Written instruction => In the gradient descent page below, which two optimizers does Adam combine?

Selected extract =>
Gradient Descent: Math, Derivatives, Optimizers

Summary

Dive deeper into the math behind gradient descent, including partial derivatives and popular optimization methods.

advanced
core-ai

Let’s break down the mathematical side of gradient descent and explore key optimizers like Adam, RMSProp, and Momentum.


🔣 Partial Derivatives

In machine learning, we often deal with multiple parameters (weights).

We use partial derivatives to compute the slope for each parameter:

∂L / ∂w₁, ∂L / ∂w₂, ..., ∂L / ∂b

The gradient is a vector of these partial derivatives.


🔁 Gradient Update Rule (Vector Form)

θ = θ - η * ∇L(θ)

Where:

  • θ is a vector of parameters (weights and biases)
  • ∇L(θ) is the gradient vector
  • η is the learning rate

This is repeated for every batch during training.


⚙️ Popular Optimizers

Different optimizers improve how steps are taken:

1. SGD (Stochastic Gradient Descent)

  • Uses mini-batches
  • Simple but noisy updates

2. Momentum

  • Adds velocity to updates
  • Helps escape local minima
v = γ * v - η * ∇L(θ)
θ = θ + v

3. RMSProp

  • Adapts learning rate for each parameter
  • Divides by running average of squared gradients

4. Adam

  • Combines Momentum + RMSProp
  • Default optimizer in many deep learning libraries

🧪 Visualization

See how different optimizers navigate the loss surface differently.


🧠 Summary

| Optimizer | Key Feature | |----------|------------------------------| | SGD | Simple updates per batch | | Momentum | Smooth updates with velocity | | RMSProp | Scaled learning per param | | Adam | Fast and adaptive |


✅ Self-Check

  • What’s the difference between gradient and partial derivative?
  • Why is Adam better for deep learning?
  • What role does momentum play?

Information provided =>
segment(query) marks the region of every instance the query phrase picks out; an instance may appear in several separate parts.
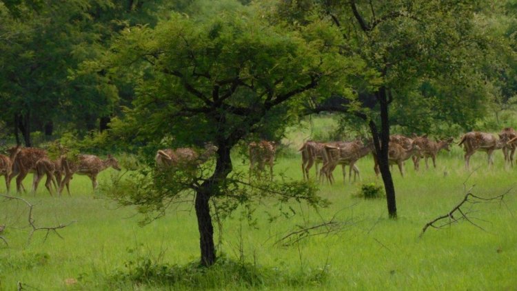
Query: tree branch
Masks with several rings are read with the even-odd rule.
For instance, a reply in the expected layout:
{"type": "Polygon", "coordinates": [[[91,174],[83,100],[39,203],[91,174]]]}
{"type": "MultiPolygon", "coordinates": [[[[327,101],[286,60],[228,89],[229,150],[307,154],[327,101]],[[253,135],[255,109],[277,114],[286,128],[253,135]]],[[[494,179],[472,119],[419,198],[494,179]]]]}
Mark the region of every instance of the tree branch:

Answer to the task => Momentum and RMSProp.